--- Start of EXTRACT TO READ ---

Problem Description

There are two sorted arrays nums1 and nums2 of size m and n respectively.

Find the median of the two sorted arrays. The overall run time complexity should be O(log (m+n)).

Example 1:
nums1 = [1, 3]
nums2 = [2]

The median is 2.0
Example 2:
nums1 = [1, 2]
nums2 = [3, 4]

The median is (2 + 3)/2 = 2.5

Java:

class Solution {
    public double findMedianSortedArrays(int[] nums1, int[] nums2) {
        int total = nums1.length + nums2.length;
        if (total % 2 == 0) {
            return (helper(nums1, 0, nums1.length, nums2, 0, nums2.length, total / 2) + 
                helper(nums1, 0, nums1.length, nums2, 0, nums2.length, total / 2 +1)) / 2.0;
        }
        return helper(nums1, 0, nums1.length, nums2, 0, nums2.length, total / 2 + 1);
    }
    
    public double helper(int[] nums1, int b1, int e1, int[] nums2, int b2, int e2, int k) {
        if (b1 == e1) {
            return nums2[b2 + k - 1];
        } else if (b2 == e2) {
            return nums1[b1 + k - 1];
        } else if (k == 1) {
            return Math.min(nums1[b1], nums2[b2]);
        }
        
        int m1 = k / 2, m2 = k - m1;
        
        if(b1 + m1 > e1) {
            m1 = e1 - b1;
            m2 = k - m1;
        } else if (b2 + m2 > e2) {
            m2 = e2 - b2;
            m1 = k - m2;
        }
        
        if (nums1[b1 + m1 - 1] == nums2[b2 + m2 - 1]) {
            return (double)nums1[b1 + m1 - 1];
        } else if (nums1[b1 + m1 - 1] < nums2[b2 + m2 - 1]) {
            return helper(nums1, b1+m1, e1, nums2, b2, b2+m2, m2);
        } else {
            return helper(nums1, b1, b1+m1, nums2, b2+m2, e2, m1);
        }
    }

    public double helper(int[] nums1, int b1, int[] nums2, int b2, int k) {
        
        if (b1 >= nums1.length) return nums2[b2 + k - 1];
        else if (b2 >= nums2.length) return nums1[b1 + k - 1];
        else if (k == 1) return Math.min(nums1[b1], nums2[b2]);
        
        int mid1 = b1 + k/2 <= nums1.length ? nums1[b1 + k/2 - 1] : Integer.MAX_VALUE,
            mid2 = b2 + k/2 <= nums2.length ? nums2[b2 + k/2 - 1] : Integer.MAX_VALUE;
        
        if (mid1 < mid2) {
            return helper(nums1, b1 + k/2, nums2, b2, k - k/2);
        } else {
            return helper(nums1, b1, nums2, b2 + k/2, k - k/2);
        }
    }
}

Python:

class Solution:
    def findMedianSortedArrays(self, nums1, nums2):
        """
        :type nums1: List[int]
        :type nums2: List[int]
        :rtype: float
        """
        
        total = len(nums1) + len(nums2)

--- End of EXTRACT TO READ ---
--- Start of ITEMS ---

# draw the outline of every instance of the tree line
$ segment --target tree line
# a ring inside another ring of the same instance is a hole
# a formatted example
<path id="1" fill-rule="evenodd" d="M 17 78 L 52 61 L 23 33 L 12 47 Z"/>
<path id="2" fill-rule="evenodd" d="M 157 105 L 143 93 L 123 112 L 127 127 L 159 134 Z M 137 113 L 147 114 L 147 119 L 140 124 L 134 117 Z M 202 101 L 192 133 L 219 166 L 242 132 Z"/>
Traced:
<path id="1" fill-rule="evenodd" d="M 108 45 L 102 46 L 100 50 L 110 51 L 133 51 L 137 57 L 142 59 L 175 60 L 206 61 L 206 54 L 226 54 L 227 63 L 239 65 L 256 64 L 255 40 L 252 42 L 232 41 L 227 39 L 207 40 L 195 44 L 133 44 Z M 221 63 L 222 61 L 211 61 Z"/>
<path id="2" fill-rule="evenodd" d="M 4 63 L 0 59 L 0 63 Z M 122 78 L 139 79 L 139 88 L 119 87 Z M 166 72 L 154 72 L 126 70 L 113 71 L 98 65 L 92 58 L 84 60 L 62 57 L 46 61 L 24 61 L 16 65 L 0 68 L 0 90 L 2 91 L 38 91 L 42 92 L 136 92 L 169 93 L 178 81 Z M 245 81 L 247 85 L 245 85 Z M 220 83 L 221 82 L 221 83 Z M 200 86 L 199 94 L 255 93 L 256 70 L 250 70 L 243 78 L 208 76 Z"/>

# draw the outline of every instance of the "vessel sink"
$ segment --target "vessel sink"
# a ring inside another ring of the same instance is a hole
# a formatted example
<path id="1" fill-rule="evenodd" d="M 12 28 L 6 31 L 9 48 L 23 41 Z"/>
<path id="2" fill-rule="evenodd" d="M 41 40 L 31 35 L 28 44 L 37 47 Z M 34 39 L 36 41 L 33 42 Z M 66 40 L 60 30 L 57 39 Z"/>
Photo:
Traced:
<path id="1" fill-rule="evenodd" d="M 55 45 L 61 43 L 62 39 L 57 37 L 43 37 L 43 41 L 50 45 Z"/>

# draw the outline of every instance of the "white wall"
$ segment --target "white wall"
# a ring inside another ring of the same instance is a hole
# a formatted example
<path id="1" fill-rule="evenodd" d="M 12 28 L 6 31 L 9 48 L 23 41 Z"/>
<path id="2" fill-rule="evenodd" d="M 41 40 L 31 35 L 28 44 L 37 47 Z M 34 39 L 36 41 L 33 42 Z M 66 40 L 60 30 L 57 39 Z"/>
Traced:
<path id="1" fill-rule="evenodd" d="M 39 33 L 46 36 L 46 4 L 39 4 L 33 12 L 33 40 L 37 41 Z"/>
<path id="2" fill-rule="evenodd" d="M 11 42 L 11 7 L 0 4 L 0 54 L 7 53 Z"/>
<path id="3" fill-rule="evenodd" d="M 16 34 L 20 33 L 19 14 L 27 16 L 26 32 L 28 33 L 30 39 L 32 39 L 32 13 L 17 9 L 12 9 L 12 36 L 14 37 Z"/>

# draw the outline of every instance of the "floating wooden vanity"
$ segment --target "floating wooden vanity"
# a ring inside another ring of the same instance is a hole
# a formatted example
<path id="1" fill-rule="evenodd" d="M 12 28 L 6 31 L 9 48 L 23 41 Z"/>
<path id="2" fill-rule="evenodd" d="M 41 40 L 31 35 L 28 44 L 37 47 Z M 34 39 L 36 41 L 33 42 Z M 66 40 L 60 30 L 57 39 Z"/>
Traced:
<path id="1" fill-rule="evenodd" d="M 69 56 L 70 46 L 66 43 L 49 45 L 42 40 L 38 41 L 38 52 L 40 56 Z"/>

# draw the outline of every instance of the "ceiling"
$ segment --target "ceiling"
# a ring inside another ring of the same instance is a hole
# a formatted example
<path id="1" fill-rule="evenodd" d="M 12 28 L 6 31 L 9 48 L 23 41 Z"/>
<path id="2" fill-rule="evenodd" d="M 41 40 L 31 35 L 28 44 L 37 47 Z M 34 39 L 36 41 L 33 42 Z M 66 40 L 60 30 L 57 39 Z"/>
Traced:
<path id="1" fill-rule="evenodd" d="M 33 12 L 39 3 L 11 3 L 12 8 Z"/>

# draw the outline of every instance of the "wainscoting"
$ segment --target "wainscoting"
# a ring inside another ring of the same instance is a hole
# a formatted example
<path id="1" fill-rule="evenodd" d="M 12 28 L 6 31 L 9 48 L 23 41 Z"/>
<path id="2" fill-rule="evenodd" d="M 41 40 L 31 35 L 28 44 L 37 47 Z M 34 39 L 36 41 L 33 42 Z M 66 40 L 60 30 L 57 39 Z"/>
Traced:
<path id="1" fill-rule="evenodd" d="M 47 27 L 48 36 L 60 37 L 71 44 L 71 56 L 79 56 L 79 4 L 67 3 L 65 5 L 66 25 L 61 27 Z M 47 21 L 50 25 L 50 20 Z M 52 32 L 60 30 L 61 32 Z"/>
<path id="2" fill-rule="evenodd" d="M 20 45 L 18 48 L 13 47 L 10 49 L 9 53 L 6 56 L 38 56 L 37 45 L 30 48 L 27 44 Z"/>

--- End of ITEMS ---

- **EXERCISE REQUIREMENTS**:
A – Please quote the part of the median-of-two-sorted-arrays page between "There are two" and "be O(log (m+n)).", inclusive.
B – Rewrite the records from their first line through the line holding "17 78 L 52 61", inclusive, swapping "tree line" for "horizon" and leaving everything else as it stands; return only those lines.

- **COMPLETE ANSWERS**:
A –
There are two sorted arrays nums1 and nums2 of size m and n respectively.

Find the median of the two sorted arrays. The overall run time complexity should be O(log (m+n)).

B –
# draw the outline of every instance of the horizon
$ segment --target horizon
# a ring inside another ring of the same instance is a hole
# a formatted example
<path id="1" fill-rule="evenodd" d="M 17 78 L 52 61 L 23 33 L 12 47 Z"/>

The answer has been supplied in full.